* [TEXT UNDER STUDY]:
################

Such ongoing assistance as is available to him is being provided on a charitable basis, primarily by health professionals including [Ms A] who are concerned about his precarious circumstances. Even with the ongoing and dedicated assistance of his social worker [Ms A], it has not been possible to secure sufficient funding from any source to cover the cost of his medications and basic living expenses. As a consequence he has gone without both food and medication and lived in unsafe accommodation while recovering from major surgery. He relies on a charitable organisation to provide the [essentials] he uses on an ongoing basis and requires safe and hygienic accommodation to manage his [medical condition] without further medical complications.

################

* [INFORMATION]:
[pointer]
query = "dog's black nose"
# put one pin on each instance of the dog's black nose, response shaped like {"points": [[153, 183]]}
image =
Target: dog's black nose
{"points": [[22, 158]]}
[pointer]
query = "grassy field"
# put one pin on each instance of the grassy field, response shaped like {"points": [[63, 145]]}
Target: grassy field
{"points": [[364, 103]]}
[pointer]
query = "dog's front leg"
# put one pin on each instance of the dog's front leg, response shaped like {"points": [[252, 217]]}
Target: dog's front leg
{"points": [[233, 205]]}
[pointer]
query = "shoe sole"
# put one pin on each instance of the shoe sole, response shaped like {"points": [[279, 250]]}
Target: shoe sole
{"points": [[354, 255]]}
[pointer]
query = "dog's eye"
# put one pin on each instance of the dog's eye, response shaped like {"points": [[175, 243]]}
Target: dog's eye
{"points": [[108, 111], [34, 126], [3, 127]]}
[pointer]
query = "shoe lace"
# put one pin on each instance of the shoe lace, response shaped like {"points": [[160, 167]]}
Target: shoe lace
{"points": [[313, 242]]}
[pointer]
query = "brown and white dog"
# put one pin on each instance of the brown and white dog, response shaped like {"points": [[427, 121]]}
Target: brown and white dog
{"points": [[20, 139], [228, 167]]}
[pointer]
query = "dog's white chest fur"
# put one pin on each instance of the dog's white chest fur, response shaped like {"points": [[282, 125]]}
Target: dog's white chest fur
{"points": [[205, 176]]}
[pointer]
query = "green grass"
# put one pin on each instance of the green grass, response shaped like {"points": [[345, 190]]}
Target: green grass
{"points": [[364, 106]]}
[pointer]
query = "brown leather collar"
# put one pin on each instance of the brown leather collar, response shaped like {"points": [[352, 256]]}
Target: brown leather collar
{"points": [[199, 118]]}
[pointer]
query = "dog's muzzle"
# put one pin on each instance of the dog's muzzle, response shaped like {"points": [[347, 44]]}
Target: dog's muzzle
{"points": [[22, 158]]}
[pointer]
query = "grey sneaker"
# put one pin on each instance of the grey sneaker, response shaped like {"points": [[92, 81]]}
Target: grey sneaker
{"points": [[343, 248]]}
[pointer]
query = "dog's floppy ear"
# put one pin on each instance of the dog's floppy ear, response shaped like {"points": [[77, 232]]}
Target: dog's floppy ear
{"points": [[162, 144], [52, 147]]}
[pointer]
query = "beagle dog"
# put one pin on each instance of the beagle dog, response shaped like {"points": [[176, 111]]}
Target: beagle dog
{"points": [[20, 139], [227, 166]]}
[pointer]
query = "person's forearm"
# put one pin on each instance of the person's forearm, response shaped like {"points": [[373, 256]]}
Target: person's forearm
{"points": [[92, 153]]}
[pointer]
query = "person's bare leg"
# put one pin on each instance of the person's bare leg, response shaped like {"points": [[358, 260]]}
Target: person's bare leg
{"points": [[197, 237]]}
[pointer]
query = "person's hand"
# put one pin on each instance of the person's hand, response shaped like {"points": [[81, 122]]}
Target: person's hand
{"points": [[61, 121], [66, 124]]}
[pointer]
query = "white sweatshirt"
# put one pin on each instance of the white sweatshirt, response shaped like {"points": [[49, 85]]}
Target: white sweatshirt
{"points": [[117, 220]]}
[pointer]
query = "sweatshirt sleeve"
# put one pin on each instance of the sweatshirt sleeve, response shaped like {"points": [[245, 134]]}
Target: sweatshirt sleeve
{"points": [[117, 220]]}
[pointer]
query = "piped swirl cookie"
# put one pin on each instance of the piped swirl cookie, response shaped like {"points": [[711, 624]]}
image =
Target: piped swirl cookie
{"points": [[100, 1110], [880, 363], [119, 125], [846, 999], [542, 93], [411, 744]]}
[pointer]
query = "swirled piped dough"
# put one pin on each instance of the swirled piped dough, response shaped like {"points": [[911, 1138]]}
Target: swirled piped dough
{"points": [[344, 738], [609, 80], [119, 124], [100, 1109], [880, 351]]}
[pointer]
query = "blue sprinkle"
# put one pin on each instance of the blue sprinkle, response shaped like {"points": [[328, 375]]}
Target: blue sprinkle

################

* [TASK REQUIREMENTS]:
• A. Quote the passage about the man's lack of support from "Such ongoing assistance" up to and including "further medical complications.".
• B. Extend the passage about the man's lack of funding for medication and living costs, starting after its final sentence.
The records play no part in what you need to do here.

* [RESPONSES IN ORDER]:
• A.
Such ongoing assistance as is available to him is being provided on a charitable basis, primarily by health professionals including [Ms A] who are concerned about his precarious circumstances. Even with the ongoing and dedicated assistance of his social worker [Ms A], it has not been possible to secure sufficient funding from any source to cover the cost of his medications and basic living expenses. As a consequence he has gone without both food and medication and lived in unsafe accommodation while recovering from major surgery. He relies on a charitable organisation to provide the [essentials] he uses on an ongoing basis and requires safe and hygienic accommodation to manage his [medical condition] without further medical complications.

• B.
Further, DFAT reports that Iran has a global and longstanding policy of not accepting involuntary returns and has refused to issue temporary travel documents to facilitate the involuntary return of its citizens. While Iran and Australia signed a Memorandum of Understanding including an agreement to facilitate the return of Iranians who arrived in Australia after March 2018 and who have exhausted all legal and administrative avenues to regularise their immigration status in Australia, that does not apply to the applicant because he arrived in Australia in 2009.[2] As noted above, s 196 provides that unlawful non-citizens must be kept detained in immigration detention until removal. While this hasn’t happened in the applicant’s case, it is a mandatory requirement of the Act. As such the Tribunal accepts that the potential impact of cancellation is that the applicant may be liable to prolonged detention unless he decides to return to Iran voluntarily.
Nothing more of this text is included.